Could you reproduce, word for word, everything below from the line containing "Place a marker on the distant" down to the line containing "Place a marker on the foreground", with both of those lines included and no others?

Supplied information ->

——

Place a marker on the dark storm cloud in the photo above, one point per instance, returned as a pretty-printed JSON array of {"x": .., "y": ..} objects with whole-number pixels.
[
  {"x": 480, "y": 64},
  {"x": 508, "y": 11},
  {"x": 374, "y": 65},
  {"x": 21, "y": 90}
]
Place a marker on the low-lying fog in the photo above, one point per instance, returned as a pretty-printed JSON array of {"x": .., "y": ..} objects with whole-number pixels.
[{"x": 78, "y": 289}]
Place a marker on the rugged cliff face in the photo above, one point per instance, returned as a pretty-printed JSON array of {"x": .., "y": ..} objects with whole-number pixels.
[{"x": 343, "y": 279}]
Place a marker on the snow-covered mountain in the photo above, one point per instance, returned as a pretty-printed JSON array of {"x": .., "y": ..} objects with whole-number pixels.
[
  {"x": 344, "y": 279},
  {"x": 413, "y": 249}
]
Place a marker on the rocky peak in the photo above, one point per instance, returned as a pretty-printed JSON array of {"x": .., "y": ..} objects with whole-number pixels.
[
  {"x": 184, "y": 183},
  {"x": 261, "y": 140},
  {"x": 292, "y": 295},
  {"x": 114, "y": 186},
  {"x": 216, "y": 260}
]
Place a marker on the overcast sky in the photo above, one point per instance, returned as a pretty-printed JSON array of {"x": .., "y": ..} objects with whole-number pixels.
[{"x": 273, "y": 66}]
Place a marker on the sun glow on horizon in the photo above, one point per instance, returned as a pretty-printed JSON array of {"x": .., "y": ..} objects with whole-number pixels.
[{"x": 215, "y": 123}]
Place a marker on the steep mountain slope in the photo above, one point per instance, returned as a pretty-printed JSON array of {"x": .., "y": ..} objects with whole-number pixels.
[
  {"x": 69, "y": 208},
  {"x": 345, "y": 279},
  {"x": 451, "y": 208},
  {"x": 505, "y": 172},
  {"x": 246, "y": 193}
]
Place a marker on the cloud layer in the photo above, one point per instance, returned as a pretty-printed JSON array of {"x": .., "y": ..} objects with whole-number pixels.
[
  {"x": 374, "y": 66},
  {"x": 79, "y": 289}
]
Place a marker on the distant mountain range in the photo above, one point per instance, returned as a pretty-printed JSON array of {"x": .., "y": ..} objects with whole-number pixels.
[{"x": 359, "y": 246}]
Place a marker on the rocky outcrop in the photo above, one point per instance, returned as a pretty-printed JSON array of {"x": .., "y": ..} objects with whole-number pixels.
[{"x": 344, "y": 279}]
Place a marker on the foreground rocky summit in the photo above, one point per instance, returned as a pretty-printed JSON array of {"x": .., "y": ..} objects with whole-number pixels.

——

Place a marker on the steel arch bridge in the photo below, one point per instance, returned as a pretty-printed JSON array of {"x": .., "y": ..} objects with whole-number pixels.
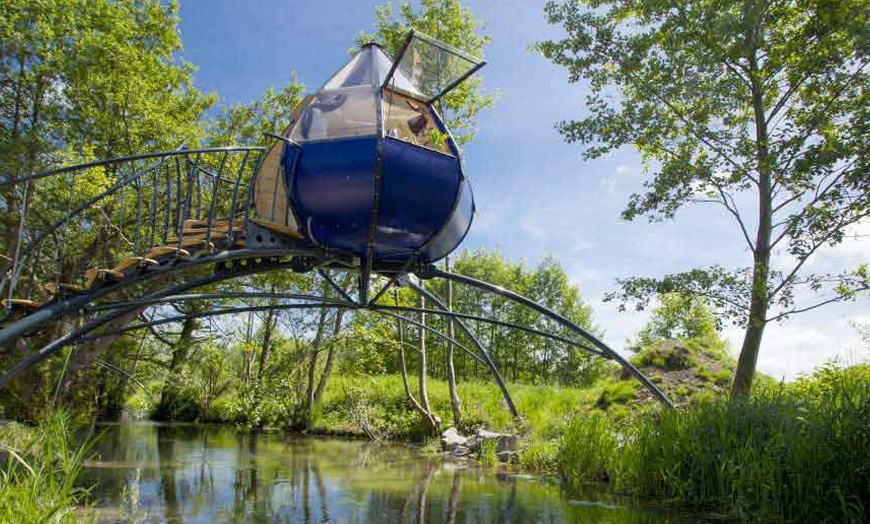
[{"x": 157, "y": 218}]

——

Result of this task ->
Place a marker on the distant mountain range in the photo above, one point per instance, returned as a pretty-printed JSON array of {"x": .., "y": ..} objects with whole-number pixels.
[{"x": 359, "y": 246}]
Place a marker on the rocky outcrop in the photo above, one point per instance, returned as a pretty-printed JSON array of {"x": .., "y": ..} objects with whole-number pixels.
[{"x": 344, "y": 279}]
Place a marker on the foreground rocky summit in the photo above, one point per instance, returned as a pretty-printed JSON array of {"x": .., "y": ..} objects with whole-number pixels.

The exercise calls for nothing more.